# Given problem
Reproduce precisely the lines of the material below from the line containing "For every instance of the sunlit" up to and including its last line. Pictures must not be copied.

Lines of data
__________
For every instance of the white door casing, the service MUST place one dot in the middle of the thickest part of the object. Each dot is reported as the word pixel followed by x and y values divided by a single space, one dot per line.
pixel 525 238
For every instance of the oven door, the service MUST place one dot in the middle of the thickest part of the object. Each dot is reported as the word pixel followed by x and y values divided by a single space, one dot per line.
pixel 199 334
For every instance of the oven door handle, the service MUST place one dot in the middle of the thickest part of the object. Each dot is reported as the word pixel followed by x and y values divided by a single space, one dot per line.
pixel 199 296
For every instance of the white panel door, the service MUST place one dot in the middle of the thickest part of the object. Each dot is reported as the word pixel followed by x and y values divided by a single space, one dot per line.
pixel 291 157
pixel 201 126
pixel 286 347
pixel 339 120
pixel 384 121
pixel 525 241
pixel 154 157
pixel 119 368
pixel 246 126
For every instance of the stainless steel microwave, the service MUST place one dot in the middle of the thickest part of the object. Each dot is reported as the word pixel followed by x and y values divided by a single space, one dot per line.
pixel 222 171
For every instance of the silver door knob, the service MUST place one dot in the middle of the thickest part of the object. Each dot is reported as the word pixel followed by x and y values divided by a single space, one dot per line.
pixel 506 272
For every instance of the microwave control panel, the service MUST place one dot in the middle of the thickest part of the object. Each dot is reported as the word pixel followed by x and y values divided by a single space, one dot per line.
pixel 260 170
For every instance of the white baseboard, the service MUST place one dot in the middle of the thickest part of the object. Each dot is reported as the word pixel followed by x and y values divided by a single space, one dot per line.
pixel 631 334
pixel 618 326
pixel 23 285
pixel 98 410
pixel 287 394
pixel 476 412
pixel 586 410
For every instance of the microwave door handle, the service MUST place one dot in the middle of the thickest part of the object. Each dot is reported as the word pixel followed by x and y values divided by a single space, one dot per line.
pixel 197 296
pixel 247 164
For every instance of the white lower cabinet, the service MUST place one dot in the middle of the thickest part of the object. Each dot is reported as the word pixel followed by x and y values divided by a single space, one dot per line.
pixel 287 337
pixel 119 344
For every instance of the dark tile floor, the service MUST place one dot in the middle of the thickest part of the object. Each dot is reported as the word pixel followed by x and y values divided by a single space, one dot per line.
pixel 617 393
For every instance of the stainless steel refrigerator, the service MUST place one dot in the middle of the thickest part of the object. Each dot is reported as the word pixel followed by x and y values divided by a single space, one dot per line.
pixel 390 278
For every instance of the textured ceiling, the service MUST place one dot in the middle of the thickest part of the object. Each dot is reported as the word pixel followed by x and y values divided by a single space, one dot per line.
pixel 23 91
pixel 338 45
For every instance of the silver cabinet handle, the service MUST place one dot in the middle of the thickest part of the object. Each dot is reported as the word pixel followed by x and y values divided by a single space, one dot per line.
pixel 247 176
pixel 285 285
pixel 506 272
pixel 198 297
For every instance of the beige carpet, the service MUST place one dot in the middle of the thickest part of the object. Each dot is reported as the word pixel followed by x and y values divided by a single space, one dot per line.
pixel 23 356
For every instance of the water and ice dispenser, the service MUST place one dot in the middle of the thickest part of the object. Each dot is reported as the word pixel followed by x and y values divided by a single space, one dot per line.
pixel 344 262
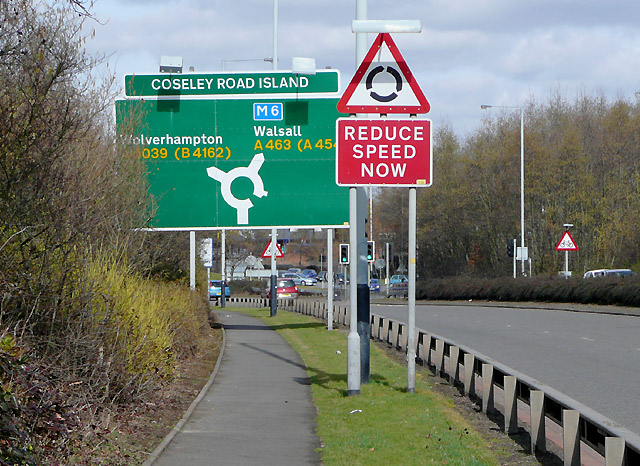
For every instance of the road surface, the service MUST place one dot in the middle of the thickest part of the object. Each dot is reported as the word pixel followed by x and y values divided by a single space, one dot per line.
pixel 592 358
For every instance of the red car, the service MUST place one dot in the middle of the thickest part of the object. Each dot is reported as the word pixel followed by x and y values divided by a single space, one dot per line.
pixel 285 289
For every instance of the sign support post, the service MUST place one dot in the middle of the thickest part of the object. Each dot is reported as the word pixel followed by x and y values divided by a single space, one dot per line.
pixel 330 278
pixel 413 145
pixel 411 324
pixel 223 260
pixel 515 267
pixel 274 272
pixel 192 260
pixel 353 339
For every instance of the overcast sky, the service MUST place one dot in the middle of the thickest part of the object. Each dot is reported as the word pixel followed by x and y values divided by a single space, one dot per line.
pixel 470 52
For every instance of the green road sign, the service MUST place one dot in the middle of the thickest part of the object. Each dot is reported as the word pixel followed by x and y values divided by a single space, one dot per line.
pixel 233 85
pixel 236 163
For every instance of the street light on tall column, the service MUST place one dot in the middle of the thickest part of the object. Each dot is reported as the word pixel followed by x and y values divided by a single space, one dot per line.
pixel 484 107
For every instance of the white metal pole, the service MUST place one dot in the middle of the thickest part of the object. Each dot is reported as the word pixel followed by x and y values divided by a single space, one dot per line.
pixel 515 249
pixel 330 279
pixel 192 260
pixel 411 321
pixel 275 34
pixel 223 256
pixel 522 184
pixel 353 339
pixel 387 264
pixel 274 272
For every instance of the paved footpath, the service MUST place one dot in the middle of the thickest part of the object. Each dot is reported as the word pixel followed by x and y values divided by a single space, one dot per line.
pixel 258 411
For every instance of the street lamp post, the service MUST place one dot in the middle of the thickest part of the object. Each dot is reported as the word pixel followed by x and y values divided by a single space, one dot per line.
pixel 484 107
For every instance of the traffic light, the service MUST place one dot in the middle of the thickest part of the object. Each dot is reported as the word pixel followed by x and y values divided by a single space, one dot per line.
pixel 371 247
pixel 344 253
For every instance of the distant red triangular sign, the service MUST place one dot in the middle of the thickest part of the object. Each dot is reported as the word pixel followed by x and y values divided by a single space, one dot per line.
pixel 267 251
pixel 566 243
pixel 385 85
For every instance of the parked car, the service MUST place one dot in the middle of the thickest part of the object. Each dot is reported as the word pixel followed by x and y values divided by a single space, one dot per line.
pixel 285 289
pixel 309 273
pixel 609 273
pixel 299 279
pixel 374 285
pixel 398 279
pixel 620 272
pixel 215 289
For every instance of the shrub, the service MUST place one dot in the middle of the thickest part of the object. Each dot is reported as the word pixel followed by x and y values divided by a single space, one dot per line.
pixel 603 291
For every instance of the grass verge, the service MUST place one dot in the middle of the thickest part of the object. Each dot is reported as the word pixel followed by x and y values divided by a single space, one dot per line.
pixel 384 425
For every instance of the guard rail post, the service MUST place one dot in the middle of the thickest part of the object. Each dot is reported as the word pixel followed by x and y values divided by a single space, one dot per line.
pixel 614 448
pixel 538 436
pixel 510 404
pixel 487 388
pixel 571 437
pixel 469 375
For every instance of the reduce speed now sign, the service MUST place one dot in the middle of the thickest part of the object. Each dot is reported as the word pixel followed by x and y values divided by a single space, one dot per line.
pixel 383 152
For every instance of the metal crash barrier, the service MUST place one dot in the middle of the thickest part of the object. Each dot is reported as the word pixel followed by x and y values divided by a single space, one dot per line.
pixel 544 412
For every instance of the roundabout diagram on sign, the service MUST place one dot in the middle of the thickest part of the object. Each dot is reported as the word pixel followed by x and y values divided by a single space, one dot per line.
pixel 396 76
pixel 226 179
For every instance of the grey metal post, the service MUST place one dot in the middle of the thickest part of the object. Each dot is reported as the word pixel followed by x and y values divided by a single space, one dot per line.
pixel 538 438
pixel 614 451
pixel 274 273
pixel 386 256
pixel 353 339
pixel 487 388
pixel 522 182
pixel 411 321
pixel 192 260
pixel 454 369
pixel 275 34
pixel 515 248
pixel 510 404
pixel 571 437
pixel 223 274
pixel 469 375
pixel 330 279
pixel 363 312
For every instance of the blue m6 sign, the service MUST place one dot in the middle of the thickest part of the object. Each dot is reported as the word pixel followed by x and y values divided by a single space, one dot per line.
pixel 237 149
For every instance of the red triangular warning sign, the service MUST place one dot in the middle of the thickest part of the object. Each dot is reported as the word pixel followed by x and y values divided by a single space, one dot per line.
pixel 385 85
pixel 566 243
pixel 267 251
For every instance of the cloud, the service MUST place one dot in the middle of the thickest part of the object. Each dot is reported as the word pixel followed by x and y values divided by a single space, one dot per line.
pixel 470 51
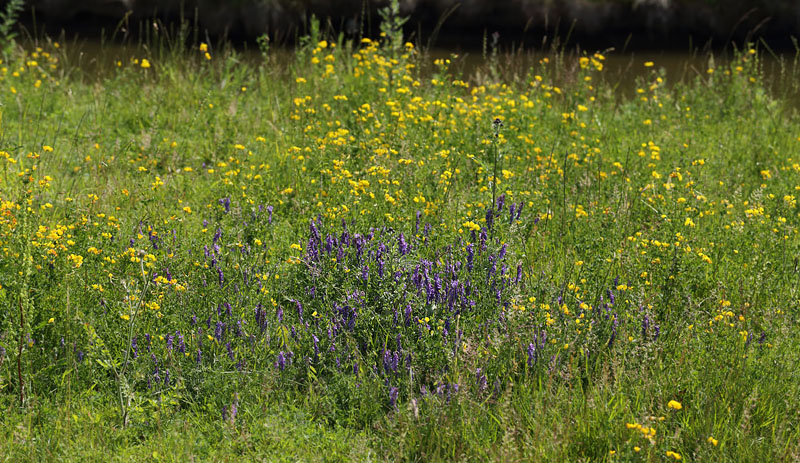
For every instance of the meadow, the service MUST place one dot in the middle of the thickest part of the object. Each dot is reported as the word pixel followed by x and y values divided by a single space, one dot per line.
pixel 345 257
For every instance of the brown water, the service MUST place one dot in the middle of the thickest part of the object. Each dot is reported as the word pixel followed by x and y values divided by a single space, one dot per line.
pixel 781 71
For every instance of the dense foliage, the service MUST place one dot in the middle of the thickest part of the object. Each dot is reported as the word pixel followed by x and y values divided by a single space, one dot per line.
pixel 352 257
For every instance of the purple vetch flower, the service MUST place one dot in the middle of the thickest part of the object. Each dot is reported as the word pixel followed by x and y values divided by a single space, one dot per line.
pixel 299 309
pixel 500 201
pixel 531 353
pixel 502 252
pixel 226 203
pixel 402 246
pixel 181 344
pixel 481 380
pixel 407 315
pixel 280 362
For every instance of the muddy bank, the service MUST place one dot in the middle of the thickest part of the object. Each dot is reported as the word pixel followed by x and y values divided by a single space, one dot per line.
pixel 590 23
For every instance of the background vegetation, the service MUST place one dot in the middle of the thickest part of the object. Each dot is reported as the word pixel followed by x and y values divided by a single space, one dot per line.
pixel 347 258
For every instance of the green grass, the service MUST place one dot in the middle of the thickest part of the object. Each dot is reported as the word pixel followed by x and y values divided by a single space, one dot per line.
pixel 656 249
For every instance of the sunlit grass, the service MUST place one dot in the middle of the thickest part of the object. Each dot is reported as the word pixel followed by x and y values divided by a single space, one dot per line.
pixel 310 257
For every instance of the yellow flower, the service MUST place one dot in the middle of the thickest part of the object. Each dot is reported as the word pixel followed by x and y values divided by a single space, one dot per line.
pixel 674 404
pixel 76 260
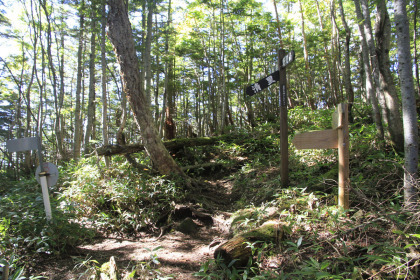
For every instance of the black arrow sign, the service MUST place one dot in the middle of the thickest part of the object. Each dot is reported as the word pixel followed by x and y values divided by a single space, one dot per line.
pixel 263 83
pixel 289 58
__________
# Completed task
For every instance of the sunlit grass, the service MUST place one dot in the middle of the thickest part of the object. Each dot is reported as the word pixel followed by x and y values divided by a single space, one dot per line.
pixel 310 257
For every instance of the yellow flower, the service MUST place one dot in the middle of the thickest part of the object. Each dot is reported as the word pixel followed by x and y values divided by a single space, one dot per line.
pixel 674 404
pixel 76 260
For every instance of the black arrow sign, the service MUST place one dot in the middle of the thickest part of the object. Each dot is reported as the word pixel followed by x and y values divided by a single space, one dot per line.
pixel 263 83
pixel 289 58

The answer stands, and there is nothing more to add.